> [Exercício]: Liste todos os diagnósticos que, segundo o trecho sobre anamnese neurológica, são criados a partir da sistematização dos sintomas.

> [Trecho do documento]:

┌────────

A semiologia neurológica pauta-se no colhimento dos dados e história do paciente com posterior exame físico bem executado. O olhar atento de um bom investigador já se inicia com o paciente entrando no consultório:
- Qual sua atitude?
- O aperto de mãos é firme?
- Sua apresentação social é adequada?
Deve-se dar a devida atenção aos sinais e sintomas apresentados, bem como caracterizá-los de modo detalhado, constituindo-se de uma sistematização dos sintomas, para, por fim, criar os chamados diagnósticos:
- Clínico (ou sindrômico);
- Etiológico;
- Topográfico (a partir do qual se chega ao diagnóstico nosológico);
- Patológico.
A investigação começa na identificação!
O primeiro passo para uma boa história da doença do paciente na anamnese neurológica inicia-se na sua identificação.
Anote o nome completo do paciente, sua naturalidade e seu endereço – caso necessite um contato imediato com o paciente –, anote a idade do paciente e atente-se às doenças com maior incidência conforme a idade. A profissão exercida nos dá pistas sobre o possível contato com substâncias tóxicas.
Sua procedência e viagens recentes são uma informação importante devido à estadia em áreas com doenças endêmicas. Sua etnia e sua situação conjugal devem ser colhidas também.
A relação médico-paciente inicia na identificação, então escute o paciente com atenção; muitas vezes essas informações nos dão pistas valiosas sobre a história natural da doença.
Aspectos importantes de uma boa anamnese neurológica
Ao colher a queixa principal do paciente na anamnese neurológica, busque anotá-la com as palavras do próprio paciente utilizando o termo “SIC” (do latim “sicuit”, que significa assim como é, exatamente dessa forma), escreva a frase referida e em seguida coloque (SIC).

└────────

> [Dados fornecidos]:

┌────────

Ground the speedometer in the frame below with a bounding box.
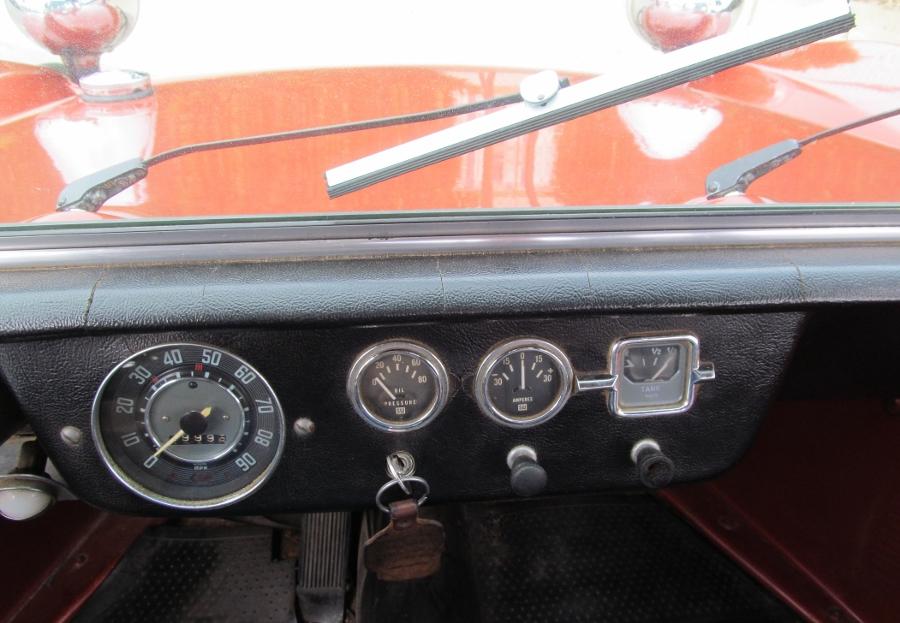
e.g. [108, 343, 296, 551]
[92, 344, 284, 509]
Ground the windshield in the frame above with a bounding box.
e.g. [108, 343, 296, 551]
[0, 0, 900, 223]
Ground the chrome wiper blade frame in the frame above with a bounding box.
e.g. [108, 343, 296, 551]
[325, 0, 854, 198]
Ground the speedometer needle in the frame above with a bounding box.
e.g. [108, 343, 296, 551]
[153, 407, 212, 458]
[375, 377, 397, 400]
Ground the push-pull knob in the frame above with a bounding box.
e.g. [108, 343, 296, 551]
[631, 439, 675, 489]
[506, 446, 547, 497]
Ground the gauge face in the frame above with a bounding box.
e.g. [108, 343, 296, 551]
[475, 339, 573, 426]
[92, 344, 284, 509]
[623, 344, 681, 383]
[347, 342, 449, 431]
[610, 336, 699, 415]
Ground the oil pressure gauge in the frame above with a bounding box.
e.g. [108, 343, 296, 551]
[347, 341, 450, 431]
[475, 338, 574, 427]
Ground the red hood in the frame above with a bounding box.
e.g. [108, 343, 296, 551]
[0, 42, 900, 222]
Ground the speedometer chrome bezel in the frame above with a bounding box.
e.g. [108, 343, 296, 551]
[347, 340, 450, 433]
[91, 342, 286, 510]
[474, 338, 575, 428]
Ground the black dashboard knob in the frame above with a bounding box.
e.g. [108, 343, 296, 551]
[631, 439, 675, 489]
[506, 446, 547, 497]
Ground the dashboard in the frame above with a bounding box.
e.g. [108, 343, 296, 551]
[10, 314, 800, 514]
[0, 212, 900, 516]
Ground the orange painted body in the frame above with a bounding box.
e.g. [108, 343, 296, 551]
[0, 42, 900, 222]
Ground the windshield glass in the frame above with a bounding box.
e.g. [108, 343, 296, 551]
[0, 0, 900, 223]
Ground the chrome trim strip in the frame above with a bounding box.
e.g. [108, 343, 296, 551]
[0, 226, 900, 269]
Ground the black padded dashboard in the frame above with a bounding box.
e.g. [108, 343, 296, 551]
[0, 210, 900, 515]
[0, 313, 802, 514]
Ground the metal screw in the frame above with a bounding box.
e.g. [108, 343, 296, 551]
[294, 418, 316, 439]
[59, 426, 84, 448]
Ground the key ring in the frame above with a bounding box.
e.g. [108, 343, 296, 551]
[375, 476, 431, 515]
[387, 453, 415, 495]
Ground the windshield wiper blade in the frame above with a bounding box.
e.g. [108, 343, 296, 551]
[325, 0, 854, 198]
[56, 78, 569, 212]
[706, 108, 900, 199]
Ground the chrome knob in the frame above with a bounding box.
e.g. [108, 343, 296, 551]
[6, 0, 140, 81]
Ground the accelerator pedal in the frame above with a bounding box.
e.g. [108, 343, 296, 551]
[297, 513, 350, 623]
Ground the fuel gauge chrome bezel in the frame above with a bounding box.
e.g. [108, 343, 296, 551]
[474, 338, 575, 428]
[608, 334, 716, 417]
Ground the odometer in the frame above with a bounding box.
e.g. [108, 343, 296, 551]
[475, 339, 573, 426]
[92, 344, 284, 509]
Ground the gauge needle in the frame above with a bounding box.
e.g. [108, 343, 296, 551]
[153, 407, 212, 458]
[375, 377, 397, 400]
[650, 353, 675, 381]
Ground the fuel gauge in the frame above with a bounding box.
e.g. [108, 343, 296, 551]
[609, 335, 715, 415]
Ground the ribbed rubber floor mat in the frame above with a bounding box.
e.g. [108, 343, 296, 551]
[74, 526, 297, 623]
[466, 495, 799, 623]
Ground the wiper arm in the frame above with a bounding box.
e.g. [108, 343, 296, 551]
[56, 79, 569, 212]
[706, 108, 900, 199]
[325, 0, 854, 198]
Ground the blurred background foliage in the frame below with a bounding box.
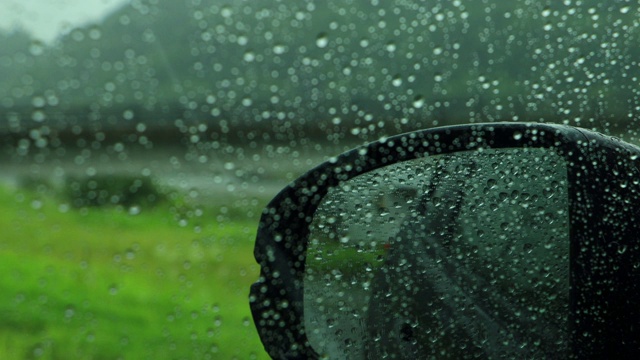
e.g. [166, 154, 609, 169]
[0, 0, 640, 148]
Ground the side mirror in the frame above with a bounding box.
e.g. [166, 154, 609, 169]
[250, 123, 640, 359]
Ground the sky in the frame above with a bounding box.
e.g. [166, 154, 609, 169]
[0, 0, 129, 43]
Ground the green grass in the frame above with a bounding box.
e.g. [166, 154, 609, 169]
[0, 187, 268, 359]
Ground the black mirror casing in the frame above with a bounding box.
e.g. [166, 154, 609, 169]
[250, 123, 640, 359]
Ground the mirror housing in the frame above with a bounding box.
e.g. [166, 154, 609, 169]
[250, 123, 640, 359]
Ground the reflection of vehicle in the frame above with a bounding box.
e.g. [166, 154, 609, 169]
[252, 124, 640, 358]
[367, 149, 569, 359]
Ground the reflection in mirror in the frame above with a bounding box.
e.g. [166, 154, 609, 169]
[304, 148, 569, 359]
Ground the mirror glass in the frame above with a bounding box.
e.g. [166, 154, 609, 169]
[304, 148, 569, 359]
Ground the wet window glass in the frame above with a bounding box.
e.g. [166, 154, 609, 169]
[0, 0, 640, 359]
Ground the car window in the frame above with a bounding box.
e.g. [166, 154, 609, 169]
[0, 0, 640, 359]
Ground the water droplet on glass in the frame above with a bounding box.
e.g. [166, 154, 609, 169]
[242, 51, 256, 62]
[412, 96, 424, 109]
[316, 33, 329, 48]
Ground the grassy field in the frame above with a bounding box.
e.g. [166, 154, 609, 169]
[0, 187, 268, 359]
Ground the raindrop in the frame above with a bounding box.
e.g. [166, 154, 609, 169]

└────────

> [Resultado]: Clínico (ou sindrômico), etiológico, topográfico e patológico.